EXTRACTED TEXT:
============
The decline of the North American car

As GM files bankruptcy, a look at who’s to blame and what’s next for the U.S. auto industry

In 1955, the movie Rebel Without a Cause came out, starring James Dean and a ’49 Mercury Coupe. Elvis Presley was about to rocket to fame, and to famously buy his mother a pink Cadillac with his windfall. It was the year of the Ford Thunderbird, the ’55 Chevy and the first of the famed Virgil Exner designs at Chrysler, like the Imperial. The act creating the interstate highway system would pass the following year and well-off Americans were migrating to the suburbs. This was “the apex of the golden age of the automobile in America,” says John Heitmann, a historian at the University of Dayton.

“The auto industry and the image of the nation were bound together as one,” says Bruce Pietrykowski, a sociologist at the University of Michigan-Dearborn. “The industry was the major promoter of cultural events, such as symphonic orchestras and popular television shows.” The city of Detroit was buzzing as it built not just cars but a new wealthy American middle class. Owning a car became a “symbol of upward mobility, financially as well as socially.”

One in seven Americans were tied to the industry directly or indirectly. It wasn’t just big, it was the symbol of American industrial superiority. But even in those glory days, the first cracks in the mighty facade began to appear. When a brief but steep recession hit in 1958, car companies panicked at a sudden drop in profitability, Heitmann says. They turned control over to financiers rather than “car guys” and engineers. “Once you get the accountants and bean counters, you lose that passion for automobiles,” he says. The Japanese automakers, on the other hand, tended to reserve top jobs for engineering visionaries—establishing a corporate culture that would pay big dividends in the long run.

There were other warning signs in those early days. Detroit, for instance, “failed to understand the emergence of Volkswagen in the U.S. and the appeal of smaller cars,” says Keller, who has written two books about GM. “It started when they were incredibly rich, incredibly arrogant and incredibly entombed in their own stupidity,” she says. An insular state of mind ruled in Detroit, as pro?t trumped design and quality. By the 1970s, an industry that had always seen itself as the epitome of American know-how found itself dealing with the Ford Pinto, which tragically exploded in some cases when it was rear-ended, and the laughably ugly AMC Gremlin. Observers dubbed it Detroit’s Malaise Era.

When the oil shocks of 1973 and 1979 hit, Detroit was unprepared. It had been dragged kicking and screaming into the small-car market, but even then failed to deliver a product that really fit the times. That period very nearly spelled the end for Chrysler. In 1980 it was staring down certain bankruptcy, and was saved only by a $1.2-billion loan from the U.S. government. Its fortunes reversed when, led by Lee Iacocca, it came out with the boxy but inexpensive and fuel-efficient K-car, matching the key advantages of the latest wave of imports. Then, in 1984, it invented the minivan. Ford, similarly, would soon strike gold with the Taurus sedan, proving that America could still deliver a hot design. But these successes proved to be more reprieves than genuine turnarounds. The door was left open to foreign rivals, and they came through in waves.
============
RECORDS SUPPLIED:

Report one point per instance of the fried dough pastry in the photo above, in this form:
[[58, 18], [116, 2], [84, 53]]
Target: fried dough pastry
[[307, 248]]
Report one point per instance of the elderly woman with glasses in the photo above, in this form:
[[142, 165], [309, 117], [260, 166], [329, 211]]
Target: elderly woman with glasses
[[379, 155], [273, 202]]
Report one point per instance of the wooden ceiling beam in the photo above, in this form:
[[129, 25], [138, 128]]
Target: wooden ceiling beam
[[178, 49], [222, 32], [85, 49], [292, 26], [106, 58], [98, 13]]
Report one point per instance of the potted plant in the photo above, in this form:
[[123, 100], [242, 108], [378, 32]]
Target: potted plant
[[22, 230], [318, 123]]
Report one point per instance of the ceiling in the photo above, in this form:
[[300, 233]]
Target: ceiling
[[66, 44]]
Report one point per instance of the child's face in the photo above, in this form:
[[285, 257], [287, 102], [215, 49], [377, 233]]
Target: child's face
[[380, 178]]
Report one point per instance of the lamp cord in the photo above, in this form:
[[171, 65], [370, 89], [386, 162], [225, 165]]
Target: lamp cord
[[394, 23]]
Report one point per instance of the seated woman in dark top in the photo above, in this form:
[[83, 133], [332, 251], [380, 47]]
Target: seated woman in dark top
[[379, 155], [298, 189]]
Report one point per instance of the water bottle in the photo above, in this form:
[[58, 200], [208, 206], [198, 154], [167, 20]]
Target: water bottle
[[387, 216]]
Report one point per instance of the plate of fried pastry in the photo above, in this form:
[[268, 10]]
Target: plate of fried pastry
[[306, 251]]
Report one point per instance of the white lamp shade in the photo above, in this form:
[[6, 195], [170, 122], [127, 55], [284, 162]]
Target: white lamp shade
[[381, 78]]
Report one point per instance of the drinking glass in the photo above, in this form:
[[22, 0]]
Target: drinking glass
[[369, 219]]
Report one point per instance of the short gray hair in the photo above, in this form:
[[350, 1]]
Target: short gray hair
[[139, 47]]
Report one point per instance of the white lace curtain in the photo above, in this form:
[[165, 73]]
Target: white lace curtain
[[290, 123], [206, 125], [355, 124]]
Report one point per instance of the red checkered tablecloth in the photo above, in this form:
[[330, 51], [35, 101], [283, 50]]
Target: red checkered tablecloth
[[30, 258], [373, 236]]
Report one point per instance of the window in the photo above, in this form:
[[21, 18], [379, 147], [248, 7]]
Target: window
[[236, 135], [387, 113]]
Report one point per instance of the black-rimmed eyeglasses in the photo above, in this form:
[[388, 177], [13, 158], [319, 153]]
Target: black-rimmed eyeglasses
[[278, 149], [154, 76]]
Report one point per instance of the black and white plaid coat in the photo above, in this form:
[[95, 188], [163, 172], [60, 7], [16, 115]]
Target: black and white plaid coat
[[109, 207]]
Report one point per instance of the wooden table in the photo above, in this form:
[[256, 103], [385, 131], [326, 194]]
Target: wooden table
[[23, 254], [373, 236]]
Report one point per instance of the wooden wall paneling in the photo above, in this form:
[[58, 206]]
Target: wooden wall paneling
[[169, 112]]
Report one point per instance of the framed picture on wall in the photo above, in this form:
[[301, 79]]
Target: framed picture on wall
============
WRITTEN PROBLEM 1:
Please transcribe the article on the decline of the North American car from "When the oil" up to and including "through in waves.".
WRITTEN PROBLEM 2:
Answer these questions using the article on the decline of the North American car:
(a) Who is the historian at the University of Dayton quoted in it?
(b) In what year did Chrysler invent the minivan?
(c) How large was the U.S. government loan that saved Chrysler in 1980?
WRITTEN PROBLEM 3:
Resume the article on the decline of the North American car from its last sentence and write what comes next.
The entries stand apart from the article on the decline of the North American car.

WRITTEN ANSWER 1:
When the oil shocks of 1973 and 1979 hit, Detroit was unprepared. It had been dragged kicking and screaming into the small-car market, but even then failed to deliver a product that really fit the times. That period very nearly spelled the end for Chrysler. In 1980 it was staring down certain bankruptcy, and was saved only by a $1.2-billion loan from the U.S. government. Its fortunes reversed when, led by Lee Iacocca, it came out with the boxy but inexpensive and fuel-efficient K-car, matching the key advantages of the latest wave of imports. Then, in 1984, it invented the minivan. Ford, similarly, would soon strike gold with the Taurus sedan, proving that America could still deliver a hot design. But these successes proved to be more reprieves than genuine turnarounds. The door was left open to foreign rivals, and they came through in waves.

WRITTEN ANSWER 2:
(a) John Heitmann
(b) 1984
(c) $1.2 billion

WRITTEN ANSWER 3:
Honda set up shop in Marysville, Ohio, in 1982. Not only did it make high-quality cars, it did so without the financial burden imposed by Detroit’s United Auto Workers union. Foreign manufacturers established a new auto industry south of the Ohio River where there was little UAW presence.

Detroit had established a combative and costly relationship with its blue-collar workers dating back to the late ’40s, and would soon begin paying for it. “The UAW had insatiable greed, and none of the companies could stand up to it. Doing so would bring on long strikes and great losses,” says David Lewis, a historian at the University of Michigan who worked for GM in the early 1960s. Year after year, labour raised its demands, and management would capitulate to keep the factories humming, and to protect their vaunted market share. The situation worked fine, so long as those rising costs could be passed on to customers. But with Japanese competition, that proved increasingly difficult. “The net result included higher wage, pension, health care and other costs that strapped the surviving American automakers,” says Lewis. Today, health care costs add over $1,500 to the price of each car GM makes in the U.S., or over $7 billion a year—more than the manufacturers pay for steel. By comparison, Toyota spends under US$300 per car. From 1993 to 2007, GM spent $103 billion on pensions and health care for retirees.

These stresses aside, by the mid-1990s Detroit seemed to be experiencing another renaissance. GM was expanding into foreign markets and profits were hitting record levels—it made $6.88 billion in 1995. Demand for trucks and the new sport utility segment soared. With oil worth around $20 a barrel, North American consumers clamoured for big vehicles and Detroit delivered (practically handing the compact segment over to foreign automakers who were still primarily selling gas-sipping compacts and family sedans). Critics argued this sudden success had more to do with the boom times of the ’90s than the kinds of vehicles Detroit was pumping out, like the Chevy Lumina, Buick LeSabre and Chevy Cavalier—inexpensive cars that sold well but never built the kind of loyalty that the imports enjoyed. Overall profits disguised the fact that in the middle of the decade Detroit was still plagued by UAW strikes, which cost GM an estimated $1.2 billion in 1996 alone.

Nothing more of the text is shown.